## Ziel 1:
Beantworte die folgenden Fragen anhand des Seitenauszugs:
(a) Wie heißt Bradys Pferd?
(b) Welches Amt hat Cipriano Castro inne?
(c) Wen sieht Brady bei einem Fest misshandelt werden?

HEISSE GRENZE/THE WONDERFUL COUNTRY

Tausche Pferd gegen Frau...?

Martin Brady (Robert Mitchum) erschoß einst den Mörder seines Vaters und floh nach Süden, über die Grenze nach Mexico. Dort verdingt er sich als Pistolero und Mann fürs Grobe bei den Castros. Die sind das dort herrschende Brüderpaar: Der eine – Cipriano (Pedro Armendáriz) – als Gouverneur, der andere – Marcos (Victor Manuel Mendoza) – als örtlicher Generalstabschef. In deren Auftrag soll Brady Gewehre aus den Staaten besorgen. Doch sein Pferd namens „Tränen“ stürzt, als er in das texanische Kaff einreitet, wo er die Gewehre abholen soll. Brady bricht sich ein Bein.

Während er sich erholt, macht er die Bekanntschaft des Texas Rangers Captain Rucker (Albert Dekker) und des örtlichen Armeekommandanten Major Colton (Gary Merrill), sowie dessen bezaubernder Frau Helen (Julie London). Er verliebt sich in Mrs. Colton, wird aber darüber aufgeklärt, daß sie die Männer verrückt mache und über den dementsprechenden Ruf verfüge. Brady wird von Colton ausgefragt, wie die Verhältnisse südlich der Grenze seien, denn er will eine Strafexpedition gegen die Apachen durchführen und braucht dazu die Zustimmung und Unterstützung der Castros.

Je länger Brady bleibt, desto mehr gewöhnt er sich an das Leben in Amerika. Captain Rucker versucht, ihn für die Rangers zu werben und spricht ihn offen auf den Mord an dem Mörder seines Vaters an, gibt ihm aber auch zu verstehen, daß er nichts zu befürchten habe, wenn er bliebe, bei „seinen Leuten“, also unter Amerikanern.

Brady erfährt, daß der Wagen mit den Gewehren, den er ja nicht begleiten konnte, auf dem Weg nach Mexico verschwunden ist. Die Castros sind dementsprechend ungehalten. Brady wird bei einem Fest Zeuge, wie der Deutsche Ludwig (Max Slaten) mißhandelt wird. Brady geht dazwischen, es entsteht eine Streiterei und in Notwehr erschießt er einen Mann. Erneut ist er also auf der Flucht.

## Bereitgestellte Daten:
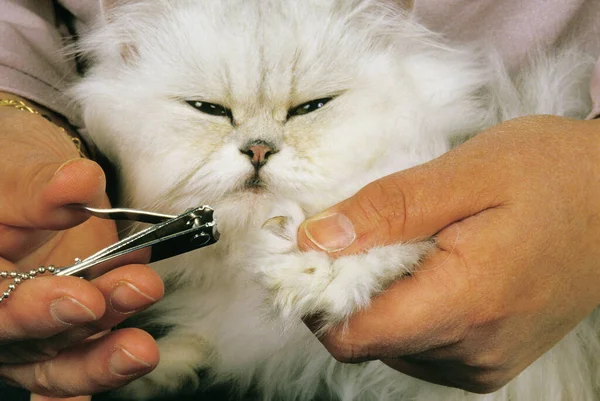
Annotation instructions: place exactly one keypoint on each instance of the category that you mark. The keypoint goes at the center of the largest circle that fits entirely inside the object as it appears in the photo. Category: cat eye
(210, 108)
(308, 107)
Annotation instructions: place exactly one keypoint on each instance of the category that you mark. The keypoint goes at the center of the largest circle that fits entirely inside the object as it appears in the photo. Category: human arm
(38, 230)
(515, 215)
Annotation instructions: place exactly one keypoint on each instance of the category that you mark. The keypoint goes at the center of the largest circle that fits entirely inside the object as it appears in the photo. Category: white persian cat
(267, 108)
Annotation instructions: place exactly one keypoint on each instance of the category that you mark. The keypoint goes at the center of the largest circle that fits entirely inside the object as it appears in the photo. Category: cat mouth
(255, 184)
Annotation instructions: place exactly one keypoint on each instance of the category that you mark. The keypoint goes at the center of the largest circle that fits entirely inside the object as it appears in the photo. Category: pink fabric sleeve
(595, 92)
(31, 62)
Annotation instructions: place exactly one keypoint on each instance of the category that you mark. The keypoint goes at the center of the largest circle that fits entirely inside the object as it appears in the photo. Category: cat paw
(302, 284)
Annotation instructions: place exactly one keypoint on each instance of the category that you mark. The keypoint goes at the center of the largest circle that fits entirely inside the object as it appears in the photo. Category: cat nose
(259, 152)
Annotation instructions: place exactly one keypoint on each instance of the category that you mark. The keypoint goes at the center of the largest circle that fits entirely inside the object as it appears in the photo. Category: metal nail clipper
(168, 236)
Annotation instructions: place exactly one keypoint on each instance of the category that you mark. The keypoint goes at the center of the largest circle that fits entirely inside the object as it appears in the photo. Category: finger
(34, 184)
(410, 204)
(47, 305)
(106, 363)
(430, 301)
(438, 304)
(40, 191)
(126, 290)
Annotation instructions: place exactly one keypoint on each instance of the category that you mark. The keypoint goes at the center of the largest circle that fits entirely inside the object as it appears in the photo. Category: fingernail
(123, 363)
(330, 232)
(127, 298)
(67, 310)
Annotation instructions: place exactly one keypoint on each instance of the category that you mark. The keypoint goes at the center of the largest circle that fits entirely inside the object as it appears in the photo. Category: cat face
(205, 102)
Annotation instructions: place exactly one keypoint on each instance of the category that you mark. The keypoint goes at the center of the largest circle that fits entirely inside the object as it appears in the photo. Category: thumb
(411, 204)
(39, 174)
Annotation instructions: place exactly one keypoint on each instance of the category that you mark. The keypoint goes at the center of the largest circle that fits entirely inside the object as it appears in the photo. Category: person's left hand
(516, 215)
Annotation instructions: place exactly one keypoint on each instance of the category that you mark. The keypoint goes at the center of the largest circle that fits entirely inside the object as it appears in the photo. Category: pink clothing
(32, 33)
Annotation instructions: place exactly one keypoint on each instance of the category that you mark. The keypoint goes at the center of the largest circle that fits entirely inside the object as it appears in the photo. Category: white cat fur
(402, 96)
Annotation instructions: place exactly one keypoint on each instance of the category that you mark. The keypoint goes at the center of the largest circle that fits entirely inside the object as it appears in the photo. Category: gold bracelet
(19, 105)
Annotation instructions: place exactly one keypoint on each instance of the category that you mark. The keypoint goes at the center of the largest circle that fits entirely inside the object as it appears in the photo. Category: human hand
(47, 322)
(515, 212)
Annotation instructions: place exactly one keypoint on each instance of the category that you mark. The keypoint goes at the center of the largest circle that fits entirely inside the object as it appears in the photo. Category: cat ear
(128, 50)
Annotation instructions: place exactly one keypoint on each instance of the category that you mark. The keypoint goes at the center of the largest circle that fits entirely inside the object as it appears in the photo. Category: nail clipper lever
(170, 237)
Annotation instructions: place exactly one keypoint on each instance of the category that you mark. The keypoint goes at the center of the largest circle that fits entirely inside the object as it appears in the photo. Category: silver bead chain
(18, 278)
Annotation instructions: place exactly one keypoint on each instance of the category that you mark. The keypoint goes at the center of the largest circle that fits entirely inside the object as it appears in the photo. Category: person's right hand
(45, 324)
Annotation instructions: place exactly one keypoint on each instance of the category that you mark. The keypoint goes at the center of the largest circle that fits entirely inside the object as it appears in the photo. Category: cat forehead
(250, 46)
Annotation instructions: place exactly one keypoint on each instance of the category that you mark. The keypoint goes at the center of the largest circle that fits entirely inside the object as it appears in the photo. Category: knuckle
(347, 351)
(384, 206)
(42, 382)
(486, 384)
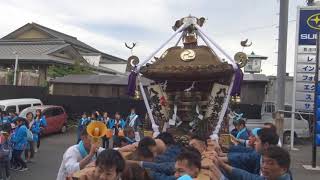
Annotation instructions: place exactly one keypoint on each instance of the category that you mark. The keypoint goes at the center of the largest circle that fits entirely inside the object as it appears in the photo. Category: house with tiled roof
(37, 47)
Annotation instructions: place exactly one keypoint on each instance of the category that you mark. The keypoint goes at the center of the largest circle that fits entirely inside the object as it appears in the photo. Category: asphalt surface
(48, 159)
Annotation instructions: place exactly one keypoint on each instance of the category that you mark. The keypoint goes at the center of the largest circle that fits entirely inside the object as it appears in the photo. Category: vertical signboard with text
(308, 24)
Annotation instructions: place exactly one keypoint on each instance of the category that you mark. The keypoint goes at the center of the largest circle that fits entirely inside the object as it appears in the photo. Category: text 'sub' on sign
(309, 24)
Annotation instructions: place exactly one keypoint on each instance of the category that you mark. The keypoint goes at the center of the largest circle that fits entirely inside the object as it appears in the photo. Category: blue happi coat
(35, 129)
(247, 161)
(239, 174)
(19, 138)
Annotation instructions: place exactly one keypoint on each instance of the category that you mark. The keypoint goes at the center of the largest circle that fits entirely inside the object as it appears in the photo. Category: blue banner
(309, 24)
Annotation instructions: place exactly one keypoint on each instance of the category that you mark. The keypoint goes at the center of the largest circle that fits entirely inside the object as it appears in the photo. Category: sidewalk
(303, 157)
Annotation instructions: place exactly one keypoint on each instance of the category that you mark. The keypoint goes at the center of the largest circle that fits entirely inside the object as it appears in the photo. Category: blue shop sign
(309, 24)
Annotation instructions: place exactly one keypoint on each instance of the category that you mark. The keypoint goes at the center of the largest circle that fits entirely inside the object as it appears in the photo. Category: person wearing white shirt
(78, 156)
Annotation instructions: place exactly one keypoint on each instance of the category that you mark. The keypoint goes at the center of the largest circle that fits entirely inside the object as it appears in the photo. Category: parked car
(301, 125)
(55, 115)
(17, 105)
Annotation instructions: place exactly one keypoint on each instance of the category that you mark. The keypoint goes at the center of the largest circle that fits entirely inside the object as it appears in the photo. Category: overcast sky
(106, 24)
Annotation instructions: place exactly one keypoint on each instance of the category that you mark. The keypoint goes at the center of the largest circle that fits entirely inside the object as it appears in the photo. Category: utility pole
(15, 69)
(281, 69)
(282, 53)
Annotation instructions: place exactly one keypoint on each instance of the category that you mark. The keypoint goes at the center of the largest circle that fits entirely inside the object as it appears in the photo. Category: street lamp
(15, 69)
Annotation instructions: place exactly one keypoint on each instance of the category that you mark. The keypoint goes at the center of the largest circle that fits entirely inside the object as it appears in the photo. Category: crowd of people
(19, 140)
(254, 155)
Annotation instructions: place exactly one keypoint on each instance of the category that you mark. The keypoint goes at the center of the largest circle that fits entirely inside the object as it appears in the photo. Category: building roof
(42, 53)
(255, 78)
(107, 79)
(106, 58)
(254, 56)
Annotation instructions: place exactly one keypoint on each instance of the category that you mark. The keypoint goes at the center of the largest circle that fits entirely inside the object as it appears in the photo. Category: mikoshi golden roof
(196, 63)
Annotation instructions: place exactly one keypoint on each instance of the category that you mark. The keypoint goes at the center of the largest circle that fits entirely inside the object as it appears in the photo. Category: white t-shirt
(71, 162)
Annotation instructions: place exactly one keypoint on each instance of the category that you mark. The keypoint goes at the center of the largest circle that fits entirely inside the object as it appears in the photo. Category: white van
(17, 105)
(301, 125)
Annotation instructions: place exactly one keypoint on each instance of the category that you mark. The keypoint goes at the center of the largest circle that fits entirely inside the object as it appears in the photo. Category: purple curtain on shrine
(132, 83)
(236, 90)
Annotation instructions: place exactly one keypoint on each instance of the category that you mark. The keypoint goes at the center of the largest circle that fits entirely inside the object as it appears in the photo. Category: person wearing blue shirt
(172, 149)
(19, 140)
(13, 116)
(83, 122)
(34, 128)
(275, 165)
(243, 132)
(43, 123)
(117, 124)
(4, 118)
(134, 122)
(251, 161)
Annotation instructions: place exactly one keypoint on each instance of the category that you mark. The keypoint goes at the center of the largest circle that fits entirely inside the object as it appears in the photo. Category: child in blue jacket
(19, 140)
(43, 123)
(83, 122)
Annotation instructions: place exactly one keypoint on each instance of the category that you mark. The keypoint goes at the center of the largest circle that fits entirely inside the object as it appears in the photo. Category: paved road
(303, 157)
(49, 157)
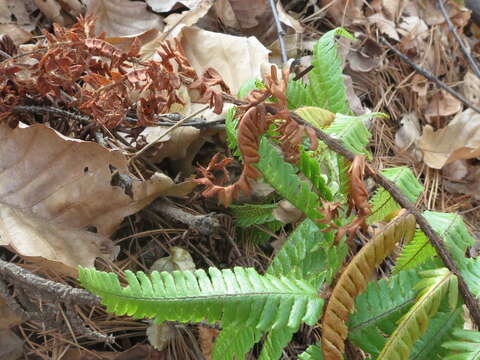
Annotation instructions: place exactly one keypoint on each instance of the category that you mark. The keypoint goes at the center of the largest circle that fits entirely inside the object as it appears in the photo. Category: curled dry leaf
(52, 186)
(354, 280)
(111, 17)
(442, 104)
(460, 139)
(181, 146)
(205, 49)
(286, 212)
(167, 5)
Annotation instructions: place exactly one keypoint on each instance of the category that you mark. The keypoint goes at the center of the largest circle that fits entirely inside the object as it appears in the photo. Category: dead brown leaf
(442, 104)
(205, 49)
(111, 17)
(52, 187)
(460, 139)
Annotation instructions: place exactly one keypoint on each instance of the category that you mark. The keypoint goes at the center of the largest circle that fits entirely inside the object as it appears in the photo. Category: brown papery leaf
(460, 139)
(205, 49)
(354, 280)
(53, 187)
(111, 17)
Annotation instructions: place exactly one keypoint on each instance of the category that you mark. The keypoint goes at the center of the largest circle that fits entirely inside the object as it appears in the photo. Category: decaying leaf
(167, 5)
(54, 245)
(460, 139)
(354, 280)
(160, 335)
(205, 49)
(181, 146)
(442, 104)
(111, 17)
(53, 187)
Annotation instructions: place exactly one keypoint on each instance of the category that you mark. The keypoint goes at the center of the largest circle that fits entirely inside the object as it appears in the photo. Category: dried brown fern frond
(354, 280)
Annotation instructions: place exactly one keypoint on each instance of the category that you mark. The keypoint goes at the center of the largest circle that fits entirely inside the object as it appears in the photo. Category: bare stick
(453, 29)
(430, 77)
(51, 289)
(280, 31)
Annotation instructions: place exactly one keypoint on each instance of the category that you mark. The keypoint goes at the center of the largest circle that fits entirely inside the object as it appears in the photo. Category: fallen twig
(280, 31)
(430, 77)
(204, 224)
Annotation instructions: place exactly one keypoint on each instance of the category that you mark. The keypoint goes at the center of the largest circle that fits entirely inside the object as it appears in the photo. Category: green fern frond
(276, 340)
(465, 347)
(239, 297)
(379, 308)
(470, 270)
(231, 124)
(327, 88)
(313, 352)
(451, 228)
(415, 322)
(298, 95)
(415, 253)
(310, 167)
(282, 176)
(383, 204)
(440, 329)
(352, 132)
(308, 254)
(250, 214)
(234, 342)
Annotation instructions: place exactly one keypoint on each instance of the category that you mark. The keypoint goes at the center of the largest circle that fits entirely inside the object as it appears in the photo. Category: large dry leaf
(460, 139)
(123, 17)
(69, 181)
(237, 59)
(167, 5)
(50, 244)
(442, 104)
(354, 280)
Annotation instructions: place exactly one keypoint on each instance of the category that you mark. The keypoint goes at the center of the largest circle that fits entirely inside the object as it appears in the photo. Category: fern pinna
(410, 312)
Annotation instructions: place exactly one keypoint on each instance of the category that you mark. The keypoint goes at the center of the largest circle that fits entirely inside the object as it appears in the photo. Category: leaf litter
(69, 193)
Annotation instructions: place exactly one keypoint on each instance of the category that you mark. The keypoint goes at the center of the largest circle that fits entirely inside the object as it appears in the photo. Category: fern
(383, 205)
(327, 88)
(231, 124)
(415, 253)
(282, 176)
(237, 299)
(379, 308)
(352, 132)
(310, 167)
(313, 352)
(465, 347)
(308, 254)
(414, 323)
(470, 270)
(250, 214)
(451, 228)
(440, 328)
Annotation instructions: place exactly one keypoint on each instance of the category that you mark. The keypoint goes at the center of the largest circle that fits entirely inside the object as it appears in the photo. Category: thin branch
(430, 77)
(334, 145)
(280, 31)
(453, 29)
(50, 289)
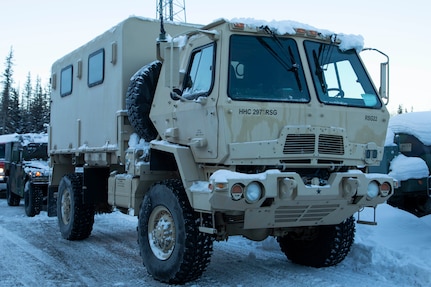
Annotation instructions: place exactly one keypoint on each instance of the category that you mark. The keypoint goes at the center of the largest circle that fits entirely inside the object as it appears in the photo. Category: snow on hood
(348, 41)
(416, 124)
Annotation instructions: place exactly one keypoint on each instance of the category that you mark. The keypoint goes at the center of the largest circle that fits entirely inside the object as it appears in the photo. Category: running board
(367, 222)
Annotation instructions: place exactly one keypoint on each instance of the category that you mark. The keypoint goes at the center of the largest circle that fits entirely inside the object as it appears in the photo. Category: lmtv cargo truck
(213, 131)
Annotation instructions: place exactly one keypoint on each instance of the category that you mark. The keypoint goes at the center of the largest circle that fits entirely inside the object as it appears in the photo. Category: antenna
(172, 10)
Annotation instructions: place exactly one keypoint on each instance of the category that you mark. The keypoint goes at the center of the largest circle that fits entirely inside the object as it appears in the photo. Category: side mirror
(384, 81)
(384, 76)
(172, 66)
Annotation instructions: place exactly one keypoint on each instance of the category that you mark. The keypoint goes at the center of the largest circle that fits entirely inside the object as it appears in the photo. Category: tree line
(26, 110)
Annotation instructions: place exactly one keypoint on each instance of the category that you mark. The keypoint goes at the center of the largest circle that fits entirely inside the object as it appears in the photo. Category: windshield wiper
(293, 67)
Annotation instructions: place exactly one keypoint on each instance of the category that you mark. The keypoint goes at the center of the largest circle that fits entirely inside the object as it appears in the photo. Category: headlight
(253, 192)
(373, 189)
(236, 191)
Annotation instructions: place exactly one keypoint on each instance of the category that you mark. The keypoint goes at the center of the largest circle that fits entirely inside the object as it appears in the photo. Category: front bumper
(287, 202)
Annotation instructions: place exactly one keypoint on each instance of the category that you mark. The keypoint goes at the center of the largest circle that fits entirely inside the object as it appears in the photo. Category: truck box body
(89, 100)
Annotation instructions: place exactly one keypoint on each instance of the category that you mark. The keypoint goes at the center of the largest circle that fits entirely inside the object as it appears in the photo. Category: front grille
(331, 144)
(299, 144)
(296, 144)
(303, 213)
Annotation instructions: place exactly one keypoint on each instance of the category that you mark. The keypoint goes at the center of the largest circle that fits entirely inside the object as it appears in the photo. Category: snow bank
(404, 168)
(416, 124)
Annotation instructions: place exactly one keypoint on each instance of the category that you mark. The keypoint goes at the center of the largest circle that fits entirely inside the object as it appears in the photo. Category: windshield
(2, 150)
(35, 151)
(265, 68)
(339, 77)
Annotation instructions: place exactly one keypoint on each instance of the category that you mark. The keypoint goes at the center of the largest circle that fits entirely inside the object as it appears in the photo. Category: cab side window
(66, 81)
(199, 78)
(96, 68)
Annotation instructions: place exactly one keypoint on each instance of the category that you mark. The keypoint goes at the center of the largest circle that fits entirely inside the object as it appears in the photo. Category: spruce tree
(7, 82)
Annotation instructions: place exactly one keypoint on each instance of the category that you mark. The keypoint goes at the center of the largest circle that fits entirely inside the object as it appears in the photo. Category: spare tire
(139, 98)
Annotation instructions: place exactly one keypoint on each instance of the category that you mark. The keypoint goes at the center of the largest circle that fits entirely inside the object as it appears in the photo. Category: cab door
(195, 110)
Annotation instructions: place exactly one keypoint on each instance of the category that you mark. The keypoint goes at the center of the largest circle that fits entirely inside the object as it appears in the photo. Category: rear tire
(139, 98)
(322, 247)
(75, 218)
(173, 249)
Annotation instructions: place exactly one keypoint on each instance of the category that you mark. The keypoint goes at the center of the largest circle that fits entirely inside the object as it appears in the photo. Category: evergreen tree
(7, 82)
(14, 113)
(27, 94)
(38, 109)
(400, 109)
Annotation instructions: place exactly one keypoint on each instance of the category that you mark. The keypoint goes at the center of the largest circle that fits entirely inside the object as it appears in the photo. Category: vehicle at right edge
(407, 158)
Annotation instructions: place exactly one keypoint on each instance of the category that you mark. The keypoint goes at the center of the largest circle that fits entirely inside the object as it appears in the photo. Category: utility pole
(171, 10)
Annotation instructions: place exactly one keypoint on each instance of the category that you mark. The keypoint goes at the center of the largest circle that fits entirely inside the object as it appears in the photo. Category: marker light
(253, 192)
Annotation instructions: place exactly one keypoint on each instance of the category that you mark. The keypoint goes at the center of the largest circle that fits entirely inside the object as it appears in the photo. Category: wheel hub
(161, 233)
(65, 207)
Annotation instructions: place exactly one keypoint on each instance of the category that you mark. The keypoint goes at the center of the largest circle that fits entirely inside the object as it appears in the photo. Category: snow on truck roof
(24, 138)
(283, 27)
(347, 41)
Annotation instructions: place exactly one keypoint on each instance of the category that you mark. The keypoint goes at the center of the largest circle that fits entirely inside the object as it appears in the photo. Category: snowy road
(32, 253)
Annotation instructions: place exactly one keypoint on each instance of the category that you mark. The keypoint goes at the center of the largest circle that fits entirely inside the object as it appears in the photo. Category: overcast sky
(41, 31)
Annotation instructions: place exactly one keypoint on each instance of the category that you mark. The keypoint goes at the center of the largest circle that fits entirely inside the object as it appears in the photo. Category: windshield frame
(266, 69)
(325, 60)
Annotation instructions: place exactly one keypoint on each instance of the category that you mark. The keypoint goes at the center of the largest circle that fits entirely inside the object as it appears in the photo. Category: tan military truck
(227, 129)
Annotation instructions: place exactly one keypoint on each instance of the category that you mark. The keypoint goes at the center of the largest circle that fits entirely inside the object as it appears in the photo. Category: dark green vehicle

## Ziel 2:
Entnimm der Liste jede Zeile, in der die Zeichenfolge „text“ vorkommt, wobei Groß- und Kleinschreibung zu beachten ist.

## Schriftliche Antwort 1:
(a) Das Pferd heißt „Tränen“.
(b) Cipriano Castro ist Gouverneur.
(c) Brady sieht, wie der Deutsche Ludwig misshandelt wird.

## Schriftliche Antwort 2:
Annotation instructions: place exactly one keypoint on each instance of the category that you mark. The keypoint goes at the center of the largest circle that fits entirely inside the object as it appears in the photo. Category: vertical signboard with text
Annotation instructions: place exactly one keypoint on each instance of the category that you mark. The keypoint goes at the center of the largest circle that fits entirely inside the object as it appears in the photo. Category: text 'sub' on sign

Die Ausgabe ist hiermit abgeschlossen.